[YOUR ASSIGNMENT]
Write the next part of the passage on State Farm's response to the gaps in Kingham's treatment, picking up after its final sentence.

[PAGE EXCERPT]
***
State Farm questioned the gaps in treatment but a genuine dispute remains about whether notes in the medical records explained the gaps. See, e.g., ECF Nos. 31-4 at 11-12 (Dr. Rosen's review of medical records reflecting doctor's notes of independent home exercise programs); 31-8 at 141 (indicating Kingham "self-discharged" after contracting the flu but was referred back to physical therapy due to "lack of resolution of symptoms"); 31-24 at 60 (continued pain). A genuine dispute remains about whether State Farm unreasonably concluded that the gaps in treatment meant Kingham had fully recovered even though medical records showed Kingham was attempting to treat herself through home exercise programs but still had pain and limited range of motion. ECF Nos. 31-24 at 68-69; 36-1 at 22. Dr. Rosen noted that it was "unclear" why there were gaps in treatment. ECF No. 31-4 at 14. But instead of clearing up any confusion, State Farm stuck to its offer without further investigation. A reasonable jury could conclude State Farm did not interview Kingham or conduct an IME because it did not want answers to its questions, particularly given that it already had some indication from the medical records of what those answers would be. A jury could find State Farm wanted a basis to keep its offer unreasonably low by citing a concern about gaps in treatment.
***
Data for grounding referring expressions
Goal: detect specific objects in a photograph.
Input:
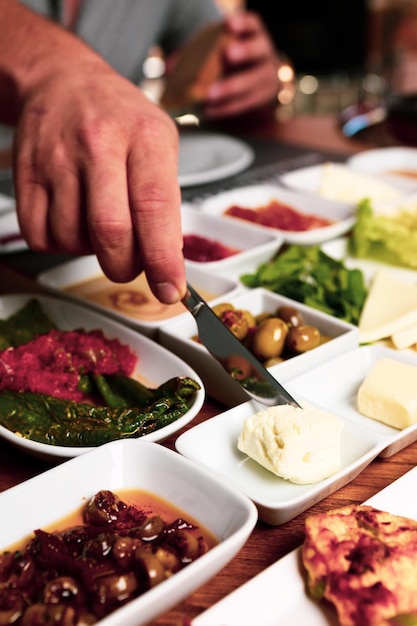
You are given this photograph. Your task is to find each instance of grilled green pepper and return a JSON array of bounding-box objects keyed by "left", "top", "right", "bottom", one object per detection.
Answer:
[{"left": 0, "top": 377, "right": 200, "bottom": 446}]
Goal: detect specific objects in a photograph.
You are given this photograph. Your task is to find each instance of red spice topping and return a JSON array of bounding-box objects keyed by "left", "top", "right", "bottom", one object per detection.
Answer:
[
  {"left": 225, "top": 200, "right": 334, "bottom": 231},
  {"left": 183, "top": 235, "right": 240, "bottom": 263},
  {"left": 0, "top": 330, "right": 137, "bottom": 402}
]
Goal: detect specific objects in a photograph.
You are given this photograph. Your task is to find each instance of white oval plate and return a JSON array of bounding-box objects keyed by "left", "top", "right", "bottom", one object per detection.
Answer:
[
  {"left": 0, "top": 439, "right": 256, "bottom": 626},
  {"left": 178, "top": 132, "right": 255, "bottom": 187},
  {"left": 37, "top": 254, "right": 239, "bottom": 338},
  {"left": 0, "top": 294, "right": 205, "bottom": 460},
  {"left": 198, "top": 184, "right": 356, "bottom": 246},
  {"left": 347, "top": 146, "right": 417, "bottom": 186}
]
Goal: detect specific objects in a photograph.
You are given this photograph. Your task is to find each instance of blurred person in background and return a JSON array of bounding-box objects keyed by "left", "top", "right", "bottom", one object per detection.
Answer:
[{"left": 0, "top": 0, "right": 279, "bottom": 303}]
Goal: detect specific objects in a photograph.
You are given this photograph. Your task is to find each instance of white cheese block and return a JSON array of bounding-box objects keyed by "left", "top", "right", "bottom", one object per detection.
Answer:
[
  {"left": 237, "top": 404, "right": 343, "bottom": 484},
  {"left": 319, "top": 163, "right": 403, "bottom": 204},
  {"left": 357, "top": 359, "right": 417, "bottom": 429},
  {"left": 359, "top": 270, "right": 417, "bottom": 343}
]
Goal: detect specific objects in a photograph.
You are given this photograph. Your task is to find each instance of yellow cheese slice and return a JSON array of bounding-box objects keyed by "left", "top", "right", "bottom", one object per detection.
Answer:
[
  {"left": 357, "top": 359, "right": 417, "bottom": 429},
  {"left": 359, "top": 270, "right": 417, "bottom": 343}
]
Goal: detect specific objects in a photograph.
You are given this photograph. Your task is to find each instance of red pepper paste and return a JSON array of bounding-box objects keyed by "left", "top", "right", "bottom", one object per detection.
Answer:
[
  {"left": 183, "top": 235, "right": 240, "bottom": 263},
  {"left": 225, "top": 200, "right": 334, "bottom": 231},
  {"left": 0, "top": 330, "right": 137, "bottom": 402}
]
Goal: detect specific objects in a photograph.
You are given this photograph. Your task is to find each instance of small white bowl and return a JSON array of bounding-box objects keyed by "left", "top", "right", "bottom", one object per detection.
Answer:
[
  {"left": 37, "top": 255, "right": 240, "bottom": 338},
  {"left": 347, "top": 146, "right": 417, "bottom": 189},
  {"left": 198, "top": 185, "right": 355, "bottom": 246},
  {"left": 0, "top": 294, "right": 205, "bottom": 461},
  {"left": 159, "top": 287, "right": 359, "bottom": 406},
  {"left": 0, "top": 440, "right": 257, "bottom": 626},
  {"left": 181, "top": 205, "right": 283, "bottom": 272}
]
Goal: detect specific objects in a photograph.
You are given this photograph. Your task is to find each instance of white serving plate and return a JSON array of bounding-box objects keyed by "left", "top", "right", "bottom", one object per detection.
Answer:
[
  {"left": 181, "top": 205, "right": 283, "bottom": 274},
  {"left": 287, "top": 344, "right": 417, "bottom": 457},
  {"left": 0, "top": 294, "right": 205, "bottom": 460},
  {"left": 198, "top": 184, "right": 355, "bottom": 245},
  {"left": 347, "top": 146, "right": 417, "bottom": 184},
  {"left": 159, "top": 287, "right": 359, "bottom": 406},
  {"left": 0, "top": 439, "right": 257, "bottom": 626},
  {"left": 178, "top": 131, "right": 255, "bottom": 187},
  {"left": 280, "top": 163, "right": 417, "bottom": 197},
  {"left": 37, "top": 255, "right": 239, "bottom": 337},
  {"left": 175, "top": 395, "right": 383, "bottom": 526},
  {"left": 191, "top": 468, "right": 417, "bottom": 626},
  {"left": 321, "top": 237, "right": 417, "bottom": 285}
]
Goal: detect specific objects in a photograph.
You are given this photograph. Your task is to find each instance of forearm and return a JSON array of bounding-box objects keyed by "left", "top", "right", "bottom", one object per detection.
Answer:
[{"left": 0, "top": 0, "right": 109, "bottom": 125}]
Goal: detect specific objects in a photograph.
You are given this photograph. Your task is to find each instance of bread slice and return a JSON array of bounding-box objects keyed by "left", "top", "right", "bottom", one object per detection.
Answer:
[
  {"left": 160, "top": 21, "right": 229, "bottom": 113},
  {"left": 301, "top": 504, "right": 417, "bottom": 626}
]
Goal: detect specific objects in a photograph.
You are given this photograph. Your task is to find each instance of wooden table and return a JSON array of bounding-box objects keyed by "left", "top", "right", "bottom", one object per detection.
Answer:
[{"left": 0, "top": 116, "right": 417, "bottom": 626}]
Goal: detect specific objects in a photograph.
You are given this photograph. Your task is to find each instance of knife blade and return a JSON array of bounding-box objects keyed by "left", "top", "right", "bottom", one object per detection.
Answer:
[{"left": 182, "top": 283, "right": 300, "bottom": 407}]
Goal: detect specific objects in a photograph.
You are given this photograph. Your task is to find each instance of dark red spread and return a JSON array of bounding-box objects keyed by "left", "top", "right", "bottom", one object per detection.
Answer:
[
  {"left": 0, "top": 330, "right": 137, "bottom": 402},
  {"left": 184, "top": 235, "right": 240, "bottom": 263},
  {"left": 225, "top": 200, "right": 333, "bottom": 231}
]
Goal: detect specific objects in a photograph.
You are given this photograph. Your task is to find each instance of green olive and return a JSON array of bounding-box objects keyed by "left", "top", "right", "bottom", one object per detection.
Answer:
[
  {"left": 277, "top": 305, "right": 304, "bottom": 328},
  {"left": 240, "top": 309, "right": 256, "bottom": 328},
  {"left": 219, "top": 310, "right": 249, "bottom": 341},
  {"left": 255, "top": 311, "right": 273, "bottom": 326},
  {"left": 252, "top": 317, "right": 288, "bottom": 361},
  {"left": 285, "top": 324, "right": 321, "bottom": 354},
  {"left": 136, "top": 553, "right": 166, "bottom": 589}
]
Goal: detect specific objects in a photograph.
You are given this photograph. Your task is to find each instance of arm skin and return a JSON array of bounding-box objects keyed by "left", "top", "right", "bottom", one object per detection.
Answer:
[
  {"left": 0, "top": 0, "right": 186, "bottom": 303},
  {"left": 204, "top": 11, "right": 280, "bottom": 119}
]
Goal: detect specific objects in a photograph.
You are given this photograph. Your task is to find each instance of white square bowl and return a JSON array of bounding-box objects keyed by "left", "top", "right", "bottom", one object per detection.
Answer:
[
  {"left": 0, "top": 440, "right": 257, "bottom": 626},
  {"left": 181, "top": 205, "right": 284, "bottom": 272},
  {"left": 159, "top": 287, "right": 359, "bottom": 406},
  {"left": 198, "top": 184, "right": 356, "bottom": 246},
  {"left": 37, "top": 255, "right": 240, "bottom": 338}
]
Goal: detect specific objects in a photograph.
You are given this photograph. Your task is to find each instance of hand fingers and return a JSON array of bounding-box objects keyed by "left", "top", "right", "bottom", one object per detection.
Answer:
[{"left": 128, "top": 120, "right": 186, "bottom": 302}]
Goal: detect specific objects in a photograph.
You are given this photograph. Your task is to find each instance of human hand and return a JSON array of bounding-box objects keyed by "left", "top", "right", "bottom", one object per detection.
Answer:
[
  {"left": 203, "top": 11, "right": 280, "bottom": 119},
  {"left": 14, "top": 55, "right": 186, "bottom": 303}
]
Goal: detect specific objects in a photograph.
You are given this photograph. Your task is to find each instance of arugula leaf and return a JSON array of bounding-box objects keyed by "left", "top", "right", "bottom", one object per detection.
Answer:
[{"left": 240, "top": 245, "right": 367, "bottom": 324}]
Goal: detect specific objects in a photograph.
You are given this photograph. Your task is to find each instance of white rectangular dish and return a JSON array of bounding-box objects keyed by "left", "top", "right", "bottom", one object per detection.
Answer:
[
  {"left": 175, "top": 395, "right": 384, "bottom": 526},
  {"left": 287, "top": 344, "right": 417, "bottom": 457},
  {"left": 280, "top": 161, "right": 417, "bottom": 200},
  {"left": 159, "top": 287, "right": 358, "bottom": 406},
  {"left": 0, "top": 440, "right": 257, "bottom": 626},
  {"left": 181, "top": 205, "right": 283, "bottom": 275},
  {"left": 37, "top": 255, "right": 239, "bottom": 337},
  {"left": 198, "top": 184, "right": 355, "bottom": 246},
  {"left": 347, "top": 146, "right": 417, "bottom": 189},
  {"left": 0, "top": 294, "right": 205, "bottom": 461},
  {"left": 191, "top": 468, "right": 417, "bottom": 626}
]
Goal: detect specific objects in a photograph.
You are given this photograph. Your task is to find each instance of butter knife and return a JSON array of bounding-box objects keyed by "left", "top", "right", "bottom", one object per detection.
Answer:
[{"left": 182, "top": 283, "right": 300, "bottom": 407}]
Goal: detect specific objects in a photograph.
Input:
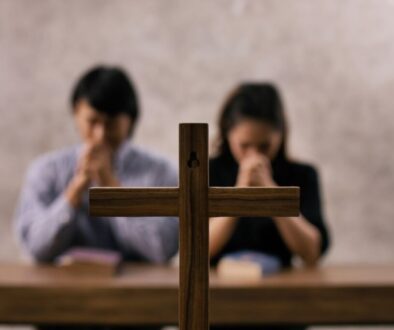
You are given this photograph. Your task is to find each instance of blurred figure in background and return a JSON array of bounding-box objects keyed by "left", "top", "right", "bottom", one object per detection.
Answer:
[
  {"left": 209, "top": 84, "right": 329, "bottom": 330},
  {"left": 15, "top": 66, "right": 178, "bottom": 329}
]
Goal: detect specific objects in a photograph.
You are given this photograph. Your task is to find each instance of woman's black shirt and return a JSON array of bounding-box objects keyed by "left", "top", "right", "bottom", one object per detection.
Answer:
[{"left": 209, "top": 155, "right": 329, "bottom": 266}]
***
[ANSWER BOX]
Likewise, if State Farm had questions about Kingham's pre-accident medical history, it could have interviewed her to determine the names of her pre-accident doctors and to ask why she had taken some medication in the past. State Farm had an authorization from Kingham to obtain her medical records, so once it obtained the names of her doctors, it could have acquired her records. But instead of investigating Kingham's pre-accident condition, it relied on a single notation in a post-accident x-ray that showed degenerative disk disease. ECF No. 31-24 at 61. A reasonable jury could conclude that State Farm avoided learning about Kingham's pre-accident medical history because it did not want to risk learning she had no relevant pre-existing condition.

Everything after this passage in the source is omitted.